>> Begin

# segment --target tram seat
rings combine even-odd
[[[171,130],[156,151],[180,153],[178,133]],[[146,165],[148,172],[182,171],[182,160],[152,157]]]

>> End
>> Begin

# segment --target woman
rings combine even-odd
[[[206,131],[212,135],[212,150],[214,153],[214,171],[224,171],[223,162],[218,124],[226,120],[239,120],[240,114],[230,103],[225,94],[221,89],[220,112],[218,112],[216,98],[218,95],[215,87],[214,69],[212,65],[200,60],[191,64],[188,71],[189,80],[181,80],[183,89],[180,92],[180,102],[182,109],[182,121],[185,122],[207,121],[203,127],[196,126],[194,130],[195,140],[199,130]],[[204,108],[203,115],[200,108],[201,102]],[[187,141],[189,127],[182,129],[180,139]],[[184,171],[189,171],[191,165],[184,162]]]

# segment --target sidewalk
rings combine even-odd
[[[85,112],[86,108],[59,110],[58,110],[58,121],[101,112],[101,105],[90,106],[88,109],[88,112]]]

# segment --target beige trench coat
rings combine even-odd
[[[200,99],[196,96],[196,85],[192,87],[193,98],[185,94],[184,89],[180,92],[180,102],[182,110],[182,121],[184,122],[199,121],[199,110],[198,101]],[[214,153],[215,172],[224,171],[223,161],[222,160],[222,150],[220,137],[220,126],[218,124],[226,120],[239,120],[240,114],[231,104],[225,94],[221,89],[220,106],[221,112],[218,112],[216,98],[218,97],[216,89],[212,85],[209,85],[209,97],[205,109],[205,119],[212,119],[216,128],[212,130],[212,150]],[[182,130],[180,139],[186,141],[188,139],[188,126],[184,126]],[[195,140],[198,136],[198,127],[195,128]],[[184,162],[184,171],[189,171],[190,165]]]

>> End
>> Begin

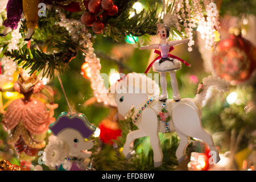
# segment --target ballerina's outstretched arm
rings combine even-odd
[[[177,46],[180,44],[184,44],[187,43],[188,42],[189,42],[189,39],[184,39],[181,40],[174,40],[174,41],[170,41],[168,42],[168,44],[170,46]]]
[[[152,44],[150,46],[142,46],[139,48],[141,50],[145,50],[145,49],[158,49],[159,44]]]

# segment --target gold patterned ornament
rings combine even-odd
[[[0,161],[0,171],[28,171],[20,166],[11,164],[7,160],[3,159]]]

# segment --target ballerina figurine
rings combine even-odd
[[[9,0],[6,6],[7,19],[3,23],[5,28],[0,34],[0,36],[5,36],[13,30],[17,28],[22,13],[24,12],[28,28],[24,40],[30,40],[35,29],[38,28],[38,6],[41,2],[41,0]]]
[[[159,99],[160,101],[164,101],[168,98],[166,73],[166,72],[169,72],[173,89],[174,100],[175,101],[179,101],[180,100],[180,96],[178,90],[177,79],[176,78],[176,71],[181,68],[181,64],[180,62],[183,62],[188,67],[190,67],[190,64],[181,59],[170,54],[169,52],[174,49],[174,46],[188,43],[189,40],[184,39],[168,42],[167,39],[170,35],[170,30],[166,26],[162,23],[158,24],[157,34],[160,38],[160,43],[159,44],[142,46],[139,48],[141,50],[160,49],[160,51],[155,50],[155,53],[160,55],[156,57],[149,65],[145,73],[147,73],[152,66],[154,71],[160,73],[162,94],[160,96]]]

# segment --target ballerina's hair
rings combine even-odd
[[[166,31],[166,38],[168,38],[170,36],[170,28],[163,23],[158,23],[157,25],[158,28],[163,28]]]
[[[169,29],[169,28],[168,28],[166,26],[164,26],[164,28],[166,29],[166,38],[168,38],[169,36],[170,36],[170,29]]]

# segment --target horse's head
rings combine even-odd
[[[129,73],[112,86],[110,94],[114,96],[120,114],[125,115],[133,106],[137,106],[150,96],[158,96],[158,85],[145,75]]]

>> End

■ TASK DIRECTIONS ■
Identify every row that contains the string "target" and copy each of those rows in full. Treat case as significant.

■ SOLUTION ■
# segment --target tram seat
# segment --target woman
# segment --target sidewalk
# segment --target beige trench coat
# segment --target ballerina's outstretched arm
# segment --target gold patterned ornament
# segment --target ballerina figurine
# segment --target ballerina's hair
# segment --target horse's head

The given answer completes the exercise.